→ PROBLEM REQUIREMENTS: Reproduce the data word for word, beginning at the line that contains "lakebed in this photo, one per instance." and continuing through the last line of the data.

# start of DATA PROVIDED

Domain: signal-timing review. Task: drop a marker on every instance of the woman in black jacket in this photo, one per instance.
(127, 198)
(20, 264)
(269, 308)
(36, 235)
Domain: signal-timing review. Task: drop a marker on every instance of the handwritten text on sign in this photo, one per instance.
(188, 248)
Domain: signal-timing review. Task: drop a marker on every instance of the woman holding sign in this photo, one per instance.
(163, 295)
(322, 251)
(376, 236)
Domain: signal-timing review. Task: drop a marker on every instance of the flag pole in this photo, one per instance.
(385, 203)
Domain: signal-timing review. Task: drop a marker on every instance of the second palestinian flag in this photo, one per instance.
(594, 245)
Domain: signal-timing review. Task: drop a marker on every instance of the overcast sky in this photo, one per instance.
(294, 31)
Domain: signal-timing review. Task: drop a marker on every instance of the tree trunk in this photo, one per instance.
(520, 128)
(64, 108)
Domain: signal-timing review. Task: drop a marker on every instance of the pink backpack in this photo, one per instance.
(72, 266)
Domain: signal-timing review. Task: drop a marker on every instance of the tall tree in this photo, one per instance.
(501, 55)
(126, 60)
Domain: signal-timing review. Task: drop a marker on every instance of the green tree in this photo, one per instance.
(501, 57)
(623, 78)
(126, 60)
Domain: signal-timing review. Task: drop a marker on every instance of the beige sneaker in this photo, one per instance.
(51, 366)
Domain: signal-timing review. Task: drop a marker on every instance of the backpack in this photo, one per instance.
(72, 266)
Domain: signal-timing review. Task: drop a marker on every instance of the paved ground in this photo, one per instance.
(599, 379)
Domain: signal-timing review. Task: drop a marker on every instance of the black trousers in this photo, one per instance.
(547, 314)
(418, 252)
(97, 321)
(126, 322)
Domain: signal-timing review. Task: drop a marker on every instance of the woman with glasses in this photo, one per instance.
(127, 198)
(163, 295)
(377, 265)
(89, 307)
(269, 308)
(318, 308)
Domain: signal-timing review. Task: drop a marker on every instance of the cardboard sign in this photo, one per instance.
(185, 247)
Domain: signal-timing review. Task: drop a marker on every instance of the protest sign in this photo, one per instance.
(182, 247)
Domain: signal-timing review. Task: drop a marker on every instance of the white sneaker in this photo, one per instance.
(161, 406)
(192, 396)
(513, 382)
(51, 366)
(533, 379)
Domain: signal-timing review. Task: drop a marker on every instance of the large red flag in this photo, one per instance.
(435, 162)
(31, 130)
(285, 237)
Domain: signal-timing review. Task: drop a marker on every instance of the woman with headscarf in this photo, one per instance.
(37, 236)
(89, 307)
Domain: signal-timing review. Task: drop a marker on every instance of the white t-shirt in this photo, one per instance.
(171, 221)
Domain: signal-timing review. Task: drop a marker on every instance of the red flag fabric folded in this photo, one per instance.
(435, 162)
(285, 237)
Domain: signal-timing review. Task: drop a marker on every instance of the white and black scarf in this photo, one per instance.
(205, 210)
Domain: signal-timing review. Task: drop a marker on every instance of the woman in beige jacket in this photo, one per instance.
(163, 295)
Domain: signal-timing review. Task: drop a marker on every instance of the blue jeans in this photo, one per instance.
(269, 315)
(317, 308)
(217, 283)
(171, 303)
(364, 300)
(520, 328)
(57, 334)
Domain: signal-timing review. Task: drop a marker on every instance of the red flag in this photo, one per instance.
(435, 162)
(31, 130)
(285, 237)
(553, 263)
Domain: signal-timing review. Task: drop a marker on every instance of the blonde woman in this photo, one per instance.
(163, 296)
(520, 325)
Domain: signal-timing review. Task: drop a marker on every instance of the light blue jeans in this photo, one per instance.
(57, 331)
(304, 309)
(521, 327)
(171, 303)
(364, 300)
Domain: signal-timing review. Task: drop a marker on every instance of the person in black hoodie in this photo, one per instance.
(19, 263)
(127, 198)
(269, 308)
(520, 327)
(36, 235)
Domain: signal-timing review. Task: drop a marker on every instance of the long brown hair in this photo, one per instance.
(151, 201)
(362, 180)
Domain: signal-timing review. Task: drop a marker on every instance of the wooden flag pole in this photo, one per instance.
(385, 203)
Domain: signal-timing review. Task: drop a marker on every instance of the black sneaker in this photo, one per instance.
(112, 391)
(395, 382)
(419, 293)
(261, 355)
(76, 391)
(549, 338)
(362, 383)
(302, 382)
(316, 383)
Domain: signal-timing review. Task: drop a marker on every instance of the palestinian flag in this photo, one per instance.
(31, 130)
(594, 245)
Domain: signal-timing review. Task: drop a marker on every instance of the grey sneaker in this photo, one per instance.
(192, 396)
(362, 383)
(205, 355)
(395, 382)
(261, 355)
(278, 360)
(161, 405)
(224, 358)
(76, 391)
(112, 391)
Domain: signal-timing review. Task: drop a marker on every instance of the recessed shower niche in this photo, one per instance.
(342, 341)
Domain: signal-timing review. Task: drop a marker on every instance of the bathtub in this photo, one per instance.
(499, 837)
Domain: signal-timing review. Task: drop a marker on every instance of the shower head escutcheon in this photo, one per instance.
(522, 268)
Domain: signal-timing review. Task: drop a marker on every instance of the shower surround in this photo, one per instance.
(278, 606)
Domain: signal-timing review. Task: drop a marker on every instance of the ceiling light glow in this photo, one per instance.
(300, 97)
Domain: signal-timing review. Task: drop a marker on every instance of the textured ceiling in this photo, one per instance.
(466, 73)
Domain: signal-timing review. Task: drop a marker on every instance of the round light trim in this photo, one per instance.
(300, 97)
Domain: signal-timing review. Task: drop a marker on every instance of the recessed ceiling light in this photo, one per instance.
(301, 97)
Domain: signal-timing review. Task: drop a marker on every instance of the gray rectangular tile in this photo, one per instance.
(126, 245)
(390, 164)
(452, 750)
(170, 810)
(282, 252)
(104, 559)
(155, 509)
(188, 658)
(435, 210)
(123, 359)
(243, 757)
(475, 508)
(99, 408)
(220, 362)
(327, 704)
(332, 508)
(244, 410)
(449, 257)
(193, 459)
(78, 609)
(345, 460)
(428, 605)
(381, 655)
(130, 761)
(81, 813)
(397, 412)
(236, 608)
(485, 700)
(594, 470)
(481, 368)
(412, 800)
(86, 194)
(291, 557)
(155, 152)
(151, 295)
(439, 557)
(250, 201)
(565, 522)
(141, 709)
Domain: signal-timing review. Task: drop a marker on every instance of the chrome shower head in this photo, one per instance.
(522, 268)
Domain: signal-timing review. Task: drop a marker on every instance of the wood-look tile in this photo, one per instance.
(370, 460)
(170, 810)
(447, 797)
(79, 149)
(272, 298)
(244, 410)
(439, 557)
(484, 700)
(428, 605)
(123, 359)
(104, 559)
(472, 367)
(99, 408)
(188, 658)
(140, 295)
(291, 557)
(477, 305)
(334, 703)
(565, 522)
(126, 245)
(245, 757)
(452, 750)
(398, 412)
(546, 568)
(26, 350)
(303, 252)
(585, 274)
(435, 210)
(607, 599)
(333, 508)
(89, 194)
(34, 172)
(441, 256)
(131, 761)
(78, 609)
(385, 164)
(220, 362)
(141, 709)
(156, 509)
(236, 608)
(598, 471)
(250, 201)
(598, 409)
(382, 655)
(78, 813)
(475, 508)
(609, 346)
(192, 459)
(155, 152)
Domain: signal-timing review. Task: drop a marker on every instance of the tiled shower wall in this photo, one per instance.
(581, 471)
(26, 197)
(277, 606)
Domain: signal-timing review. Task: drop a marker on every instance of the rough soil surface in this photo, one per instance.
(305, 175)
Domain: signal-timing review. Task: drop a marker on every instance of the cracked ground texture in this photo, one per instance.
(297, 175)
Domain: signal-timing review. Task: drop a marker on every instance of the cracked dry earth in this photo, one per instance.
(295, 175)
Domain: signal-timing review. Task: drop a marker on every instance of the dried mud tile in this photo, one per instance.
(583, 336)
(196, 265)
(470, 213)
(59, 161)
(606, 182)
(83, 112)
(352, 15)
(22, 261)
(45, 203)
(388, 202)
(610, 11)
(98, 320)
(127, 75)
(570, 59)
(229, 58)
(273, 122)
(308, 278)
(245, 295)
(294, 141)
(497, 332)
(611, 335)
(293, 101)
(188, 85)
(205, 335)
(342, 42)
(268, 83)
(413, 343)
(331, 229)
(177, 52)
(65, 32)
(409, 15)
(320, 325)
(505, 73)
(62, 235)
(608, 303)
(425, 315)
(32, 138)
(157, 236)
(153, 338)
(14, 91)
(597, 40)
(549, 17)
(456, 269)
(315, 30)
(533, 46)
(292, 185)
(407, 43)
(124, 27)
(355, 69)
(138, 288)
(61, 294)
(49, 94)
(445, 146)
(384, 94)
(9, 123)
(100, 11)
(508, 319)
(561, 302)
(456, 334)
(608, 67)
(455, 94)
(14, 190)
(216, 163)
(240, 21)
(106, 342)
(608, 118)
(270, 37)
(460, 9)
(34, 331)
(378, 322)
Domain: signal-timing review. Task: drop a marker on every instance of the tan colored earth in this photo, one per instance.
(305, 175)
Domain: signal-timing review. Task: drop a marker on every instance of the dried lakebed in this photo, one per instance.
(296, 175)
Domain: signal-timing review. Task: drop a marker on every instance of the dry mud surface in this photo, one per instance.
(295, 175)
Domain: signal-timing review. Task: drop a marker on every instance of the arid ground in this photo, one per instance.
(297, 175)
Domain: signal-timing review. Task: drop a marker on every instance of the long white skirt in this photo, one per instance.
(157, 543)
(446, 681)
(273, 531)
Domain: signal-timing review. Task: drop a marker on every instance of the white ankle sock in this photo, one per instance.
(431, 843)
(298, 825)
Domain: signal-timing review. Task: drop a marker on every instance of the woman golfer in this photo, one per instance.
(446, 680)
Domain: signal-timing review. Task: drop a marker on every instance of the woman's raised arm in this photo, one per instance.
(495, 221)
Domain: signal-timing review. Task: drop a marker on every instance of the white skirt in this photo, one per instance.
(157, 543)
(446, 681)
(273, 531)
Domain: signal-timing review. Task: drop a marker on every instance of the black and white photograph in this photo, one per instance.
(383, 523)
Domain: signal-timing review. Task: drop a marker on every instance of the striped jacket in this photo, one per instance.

# end of DATA PROVIDED

→ RESPONSE BELOW:
Domain: signal-timing review. Task: drop a marker on every instance of the dried lakebed in this photo, one per instance.
(296, 175)
Domain: signal-timing review. Task: drop a marker on every instance of the dry mud surface in this photo, one per instance.
(295, 175)
Domain: signal-timing review. Task: drop a marker on every instance of the arid ground in this photo, one per instance.
(297, 175)
Domain: signal-timing review. Task: drop a marker on every instance of the long white skirt in this photo, one per instance.
(157, 543)
(446, 681)
(273, 531)
Domain: signal-timing review. Task: drop a marker on every instance of the white ankle sock in this photo, one per instance.
(431, 843)
(298, 825)
Domain: signal-timing review. Task: drop a marker on every instance of the woman golfer in this photo, one per instance.
(446, 680)
Domain: signal-timing review. Task: drop a marker on every instance of the woman's raised arm in this photo, one per instance.
(495, 221)
Domain: signal-timing review. Task: drop a marker on every instance of the white skirt in this photo, one per instance.
(157, 543)
(446, 681)
(273, 531)
Domain: signal-timing review. Task: drop a marker on every instance of the black and white photograph in this photo, one per instance.
(383, 523)
Domain: signal-timing review. Task: drop a marker on every instance of the striped jacket in this photo, one per instance.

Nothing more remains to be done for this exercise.